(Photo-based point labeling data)
— Start —

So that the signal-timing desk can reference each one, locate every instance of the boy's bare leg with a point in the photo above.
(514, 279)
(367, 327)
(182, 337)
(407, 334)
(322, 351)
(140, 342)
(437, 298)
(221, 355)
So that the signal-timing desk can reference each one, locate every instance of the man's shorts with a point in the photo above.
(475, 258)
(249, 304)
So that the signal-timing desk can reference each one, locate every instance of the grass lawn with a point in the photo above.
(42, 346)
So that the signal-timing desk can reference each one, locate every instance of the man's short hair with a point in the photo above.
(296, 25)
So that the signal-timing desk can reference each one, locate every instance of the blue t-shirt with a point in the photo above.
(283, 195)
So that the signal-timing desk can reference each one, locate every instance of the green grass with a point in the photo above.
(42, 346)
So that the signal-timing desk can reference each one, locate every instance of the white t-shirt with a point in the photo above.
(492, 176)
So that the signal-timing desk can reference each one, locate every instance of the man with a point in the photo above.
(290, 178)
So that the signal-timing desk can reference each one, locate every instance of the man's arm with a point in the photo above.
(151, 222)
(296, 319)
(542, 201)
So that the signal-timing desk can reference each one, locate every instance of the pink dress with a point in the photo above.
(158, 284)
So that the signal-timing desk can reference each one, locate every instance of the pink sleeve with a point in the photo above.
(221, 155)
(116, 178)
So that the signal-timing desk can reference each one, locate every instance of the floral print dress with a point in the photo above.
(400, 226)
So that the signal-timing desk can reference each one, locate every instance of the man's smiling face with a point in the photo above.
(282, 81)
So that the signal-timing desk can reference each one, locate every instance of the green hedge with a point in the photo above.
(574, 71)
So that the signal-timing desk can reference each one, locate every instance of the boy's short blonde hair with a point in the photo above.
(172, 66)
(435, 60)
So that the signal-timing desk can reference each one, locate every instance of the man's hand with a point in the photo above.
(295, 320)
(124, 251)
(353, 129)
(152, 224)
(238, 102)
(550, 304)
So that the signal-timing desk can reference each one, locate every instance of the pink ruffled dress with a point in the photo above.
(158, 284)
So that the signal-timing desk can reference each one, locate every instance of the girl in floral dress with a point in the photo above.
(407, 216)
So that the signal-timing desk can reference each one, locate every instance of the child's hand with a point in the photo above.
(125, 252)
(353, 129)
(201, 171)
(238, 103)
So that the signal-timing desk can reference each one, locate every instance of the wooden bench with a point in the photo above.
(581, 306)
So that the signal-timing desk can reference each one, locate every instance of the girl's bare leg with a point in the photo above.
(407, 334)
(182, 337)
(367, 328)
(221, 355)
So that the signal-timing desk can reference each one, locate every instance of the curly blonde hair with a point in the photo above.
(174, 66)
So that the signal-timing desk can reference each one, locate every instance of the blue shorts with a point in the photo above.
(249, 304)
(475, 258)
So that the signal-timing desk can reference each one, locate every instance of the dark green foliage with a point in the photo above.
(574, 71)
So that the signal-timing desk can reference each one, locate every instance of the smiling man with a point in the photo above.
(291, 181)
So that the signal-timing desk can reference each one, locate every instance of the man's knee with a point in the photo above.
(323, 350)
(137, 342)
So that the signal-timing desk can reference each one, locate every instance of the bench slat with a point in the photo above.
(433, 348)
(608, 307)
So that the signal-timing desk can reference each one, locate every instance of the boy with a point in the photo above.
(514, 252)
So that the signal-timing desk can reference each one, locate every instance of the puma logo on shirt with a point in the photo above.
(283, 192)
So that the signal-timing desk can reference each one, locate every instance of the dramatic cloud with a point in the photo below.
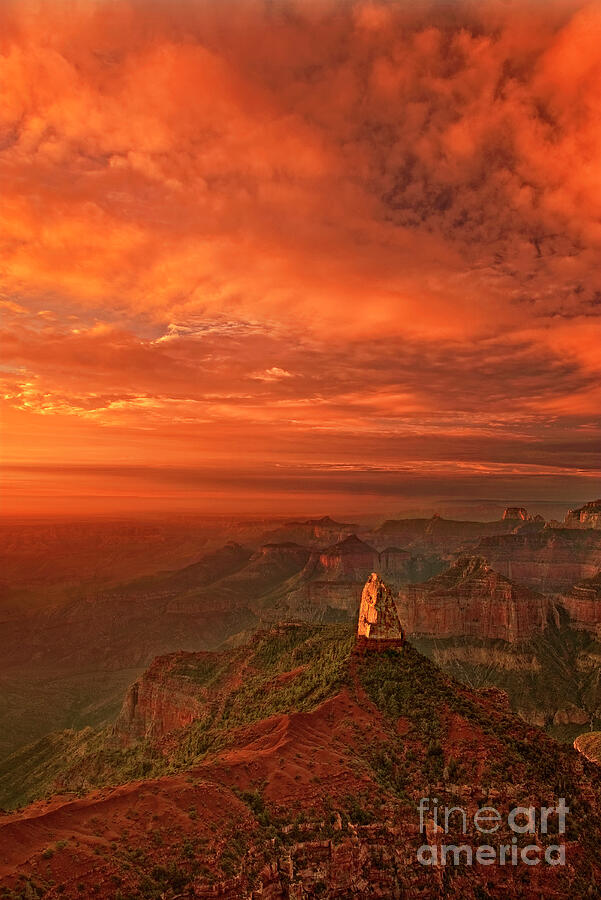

— End —

◆ **Instruction**
Could you copy out all of the records above with each "locate" changed to "pinpoint" and everything else left as it is? Omit the pictures from your answer.

◆ **Finished answer**
So that the signal-timing desk can reference each one, pinpoint every instance of the boy's bare leg with a point in the photo above.
(514, 279)
(367, 327)
(182, 337)
(407, 334)
(322, 351)
(140, 342)
(437, 298)
(221, 355)
So that the signal-timing desk can reference each one, pinpoint every instance of the man's shorts with a point in the photo above.
(475, 258)
(249, 304)
So that the signal-timing desk can reference each one, pinpoint every instance of the grass lawn with a point in the photo above.
(42, 346)
So that the signal-timing desk can reference each one, pinpoint every instance of the man's short hair with a point in the photo above.
(296, 25)
So that the signal-timing desk can reference each one, pinpoint every instance of the blue t-shirt with a point in the photo above.
(283, 195)
So that the signal-timing desk can reference each one, pinpoint every instance of the green grass with a point in the photo above.
(42, 346)
So that the signal-timing desk can reference each one, pinpoint every instance of the white t-shirt with a point in the photo above.
(492, 176)
So that the signal-timing desk can reference each one, pinpoint every instance of the man with a point in the photo above.
(290, 178)
So that the signal-timing desk can reference each one, pinpoint every instance of the man's arm with a point in the photo above.
(151, 222)
(296, 319)
(542, 201)
So that the signal-timing desk can reference each one, pinpoint every instance of the pink dress with a point in the photo above.
(158, 284)
So that the signal-timing desk can reference each one, pinpoint every instance of the pink sleeve with a point in the photo above.
(221, 155)
(116, 178)
So that the signal-timing desk can reference each one, pinpoint every instance of the floral print dress with a point in the photo above.
(400, 226)
So that the signal-timing desk can reference each one, pinpoint every instance of the man's smiling face with a point in the photo above.
(282, 81)
So that the signal-timing desk can reference each one, pinpoint every instance of the green hedge with a point in the photo above.
(574, 71)
So that the signal-timing desk can reference each one, pinpoint every instance of the boy's short blonde hair with a point in the photo above.
(172, 66)
(435, 60)
So that the signal-timing desk can reference each one, pinpoint every instance of the man's hand with a point in the photo above.
(295, 320)
(124, 251)
(353, 129)
(152, 224)
(238, 102)
(550, 304)
So that the signal-timing desk can reference each one, pinpoint every instance of the pink ruffled dress with a point in the photo above.
(158, 284)
So that the signal-timing desk can reference each one, pinpoint every instance of the girl in floral dress with a point in the photo above.
(407, 216)
So that the signal-timing desk can reference each one, pinpoint every instance of the child's hand with a point in the photo above.
(125, 252)
(353, 129)
(201, 171)
(238, 103)
So that the signal-timing desk can reference each one, pinpoint every instance of the wooden bench with a point in the photo above.
(581, 306)
So that the signal-timing desk can reference each one, pinpoint every instance of the girl's bare leg with a point in the photo above.
(407, 334)
(182, 337)
(367, 328)
(221, 355)
So that the signal-timing desk can reference each one, pinpoint every instance of the curly blonde hair with a point in the photo above.
(174, 66)
So that the signal-timing desk can reference each one, pinpoint every instance of the blue shorts with a point in the photo above.
(249, 304)
(475, 258)
So that the signal-timing desk can reference each one, pinpoint every instance of the dark green foliage with a point in the photo above.
(574, 71)
So that the signal-timing desk can reference each one, pinpoint every instance of the smiling man with a point in the photo above.
(291, 181)
So that the signal-timing desk can reference each one, pinpoint every instance of the man's knee with a point in the photo above.
(323, 350)
(137, 342)
So that the signal-timing desk can reference each one, pinpoint every instance of the bench slat with a point in the photo above.
(433, 348)
(608, 307)
So that the signal-timing desk can reference each one, pinpoint every instance of the boy with a point in the photo above.
(514, 252)
So that the signal-timing desk can reference each one, pinpoint every instance of the puma logo on shirt with a point in the photo above.
(283, 192)
So that the signal-timing desk can reference each one, pinpoint every instance of the dramatic cloud with a point in the photo below.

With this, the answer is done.